Yes 11:1-10, Rm 15:4-9, Mat 3:1-12
Oleh : Pst. H. Tedjoworo, OSC
Musim hujan tiba. Begitu juga, kepanikan.
Pengendara motor seperti kesetanan kalau
cuaca sudah gelap dan mendung. Semua orang tergesa-gesa, bukan karena mengejar sebuah acara, tapi karena
takut kehujanan. Mengapa takut kehujanan?
Tentu saja, karena tak membawa jas hujan, atau sekedar malas berhenti
untuk mengenakannya. Dalam situasi
seperti itu, orang lain yang berkendara dengan hati-hati justru diklakson dan dipelototi. Paranoia itu menular.
Mereka yang berteduh di bawah
jalan layang merasa tersinggung karena tersiram air genangan yang dilewati mobil, padahal mereka sendiri jelas
mengganggu lalu lintas sebab
berkerumun di tempat dilarang berhenti.
Ketakutan dan kepanikan tidak hanya terjadi di
jalan-jalan. Sebagian besar orang
sebenarnya hidup dalam ketakutan yang tidak selalu disadarinya. Orang berkali-kali bereaksi dan bahkan
memutuskan sesuatu yang sangat penting dalam
hidupnya karena dan di dalam ketakutan tertentu. Belum lagi kenyataan bahwa beberapa tindakan dan keputusan
jadi sama sekali keliru karena sebuah kesalahan
yang selama ini disembunyikan. Bertindak karena rasa takut hanya akan membuat orang semakin terpuruk
dalam kepanikan. Bertobat karena takut pada
hukuman hanya menunjukkan bahwa pertobatan itu tidak sungguh-sungguh tulus. Masih bisakah kita bertobat demi
sebuah kebaikan?
Injil Matius yang kita dengar hari ini mendatangkan
badai melalui perkataan Yohanes
Pembaptis. Badai pertama ialah Yohanes sendiri yang tampil dengan jubah bulu unta, ikat pinggang kulit,
serta makan belalang dan madu hutan. Badai
kedua, kapak sudah tersedia di akar pohon. Badai ketiga, Yesus dengan alat penampi di tangan-Nya. Badai
keempat, Yesus akan membakar debu jerami dalam
api yang tidak terpadamkan. Mungkin semua badai itu ditujukan pada semua orang, tapi bagi Yohanes
Pembaptis, tidak ada yang lebih cocok dilanda selain orang-orang Farisi dan Saduki. Mereka ikut berdatangan
untuk dibaptis, namun betapa keras
Yohanes bereaksi. Padahal, sepertinya mereka
datang ke situ sesuai kehendak Tuhan. Tetapi,
Yohanes lebih tahu!

Tugas Latihan A:
Kembalikan tanpa perubahan semua baris catatan, mulai dari baris yang memuat "the girl's lips" sampai akhir catatan. Gambar tidak perlu disertakan.

Baris Catatan:

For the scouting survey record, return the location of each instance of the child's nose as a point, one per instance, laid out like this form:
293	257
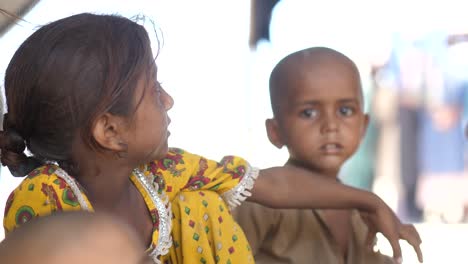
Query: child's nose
329	123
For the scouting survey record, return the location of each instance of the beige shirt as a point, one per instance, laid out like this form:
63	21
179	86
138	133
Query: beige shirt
297	236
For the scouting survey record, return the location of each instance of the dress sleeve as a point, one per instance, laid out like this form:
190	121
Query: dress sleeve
232	177
40	194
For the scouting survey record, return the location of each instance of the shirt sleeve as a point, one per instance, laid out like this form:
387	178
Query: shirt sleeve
40	194
232	177
257	222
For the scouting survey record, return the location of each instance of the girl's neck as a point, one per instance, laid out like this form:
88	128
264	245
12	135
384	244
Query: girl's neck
106	186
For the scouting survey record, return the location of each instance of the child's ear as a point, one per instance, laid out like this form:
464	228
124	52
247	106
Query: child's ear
273	133
108	132
366	124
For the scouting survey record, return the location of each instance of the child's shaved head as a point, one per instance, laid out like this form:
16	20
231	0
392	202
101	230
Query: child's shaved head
297	65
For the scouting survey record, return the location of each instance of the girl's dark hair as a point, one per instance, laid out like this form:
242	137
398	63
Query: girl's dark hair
62	78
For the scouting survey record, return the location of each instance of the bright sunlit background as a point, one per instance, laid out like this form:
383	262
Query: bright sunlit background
220	85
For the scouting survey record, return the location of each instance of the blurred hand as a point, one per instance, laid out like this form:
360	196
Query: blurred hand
383	220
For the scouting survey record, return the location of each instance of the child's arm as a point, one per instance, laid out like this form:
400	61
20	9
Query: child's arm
292	187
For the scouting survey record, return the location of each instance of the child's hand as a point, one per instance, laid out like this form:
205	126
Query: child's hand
385	221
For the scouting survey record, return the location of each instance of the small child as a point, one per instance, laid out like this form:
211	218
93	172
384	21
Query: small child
73	238
317	103
83	97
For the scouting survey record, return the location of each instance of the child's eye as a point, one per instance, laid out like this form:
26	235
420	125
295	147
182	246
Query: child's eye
346	111
309	113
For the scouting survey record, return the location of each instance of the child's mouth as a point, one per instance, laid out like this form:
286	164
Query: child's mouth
331	148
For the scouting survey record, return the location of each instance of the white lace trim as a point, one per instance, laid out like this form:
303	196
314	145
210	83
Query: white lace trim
241	191
161	201
74	187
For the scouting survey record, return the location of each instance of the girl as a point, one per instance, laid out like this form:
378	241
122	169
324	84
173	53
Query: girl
83	97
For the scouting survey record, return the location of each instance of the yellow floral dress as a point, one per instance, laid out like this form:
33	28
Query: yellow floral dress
189	198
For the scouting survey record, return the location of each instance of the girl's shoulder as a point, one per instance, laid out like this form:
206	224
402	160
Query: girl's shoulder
41	193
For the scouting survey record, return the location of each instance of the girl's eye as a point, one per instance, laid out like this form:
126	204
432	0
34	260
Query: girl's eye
309	113
346	111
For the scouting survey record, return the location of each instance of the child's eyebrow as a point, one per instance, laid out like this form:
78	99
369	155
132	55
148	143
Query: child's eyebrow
349	100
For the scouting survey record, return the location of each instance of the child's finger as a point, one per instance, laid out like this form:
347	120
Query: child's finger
411	235
394	243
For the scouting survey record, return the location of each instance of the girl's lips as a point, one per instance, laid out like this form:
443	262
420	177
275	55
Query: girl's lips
331	148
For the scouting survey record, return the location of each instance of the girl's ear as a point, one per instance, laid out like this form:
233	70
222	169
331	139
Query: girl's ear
109	132
366	124
273	133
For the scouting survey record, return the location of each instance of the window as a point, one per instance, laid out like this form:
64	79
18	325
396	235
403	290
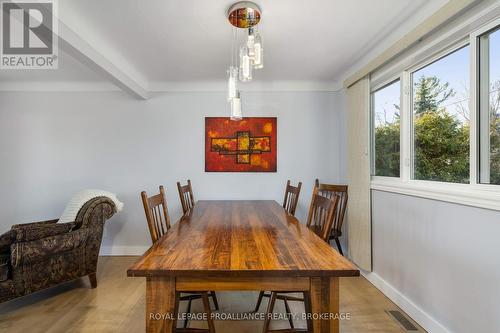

Tugas Latihan B:
Ketik ulang bagian renungan di atas tanpa mengubah apa pun, mulai dari "Pengendara motor seperti" sampai "tempat dilarang berhenti.".

Hasil Latihan A:
For the scouting survey record, return the location of each instance of the girl's lips as a point, one per instance, laid out like this form:
443	262
420	177
275	55
Query: girl's lips
331	148
For the scouting survey record, return the location of each instance of the girl's ear as a point, one per instance, laid out like this form:
233	70
222	169
331	139
Query: girl's ear
109	132
366	124
273	133
For the scouting survey record, return the location of each instance of the window as a point, one per instance, laid out like this form:
64	79
18	325
396	235
403	290

Hasil Latihan B:
Pengendara motor seperti kesetanan kalau
cuaca sudah gelap dan mendung. Semua orang tergesa-gesa, bukan karena mengejar sebuah acara, tapi karena
takut kehujanan. Mengapa takut kehujanan?
Tentu saja, karena tak membawa jas hujan, atau sekedar malas berhenti
untuk mengenakannya. Dalam situasi
seperti itu, orang lain yang berkendara dengan hati-hati justru diklakson dan dipelototi. Paranoia itu menular.
Mereka yang berteduh di bawah
jalan layang merasa tersinggung karena tersiram air genangan yang dilewati mobil, padahal mereka sendiri jelas
mengganggu lalu lintas sebab
berkerumun di tempat dilarang berhenti.